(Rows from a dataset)
** Begin **
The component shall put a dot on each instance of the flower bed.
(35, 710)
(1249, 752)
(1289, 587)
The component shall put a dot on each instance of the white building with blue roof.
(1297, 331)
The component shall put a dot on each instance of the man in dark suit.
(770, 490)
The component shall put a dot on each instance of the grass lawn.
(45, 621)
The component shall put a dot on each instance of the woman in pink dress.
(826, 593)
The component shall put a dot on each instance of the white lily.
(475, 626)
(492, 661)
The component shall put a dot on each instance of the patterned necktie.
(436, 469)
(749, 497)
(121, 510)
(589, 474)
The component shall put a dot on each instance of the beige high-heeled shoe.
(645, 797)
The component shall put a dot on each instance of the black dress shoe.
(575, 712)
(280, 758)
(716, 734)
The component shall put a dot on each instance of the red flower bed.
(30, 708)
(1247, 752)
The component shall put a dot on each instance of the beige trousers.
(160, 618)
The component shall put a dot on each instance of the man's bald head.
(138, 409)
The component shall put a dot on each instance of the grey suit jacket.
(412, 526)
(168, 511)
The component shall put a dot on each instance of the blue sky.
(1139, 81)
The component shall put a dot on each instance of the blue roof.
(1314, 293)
** End **
Rewrite the data from the line containing "the beige trousers." through the end of the data, including both ends, and add 45 to every number in the point coordinates while leaving the other lines unchanged.

The component shall put a dot on each instance of the beige trousers.
(205, 663)
The component shall put a dot on each instance of the man's bald head.
(183, 454)
The component shall put a dot on each instance of the grey suit jacket.
(457, 571)
(213, 556)
The component shall put a dot on each instance of the blue sky.
(1184, 126)
The component shall put a dot on each instance of the blue roof.
(1359, 338)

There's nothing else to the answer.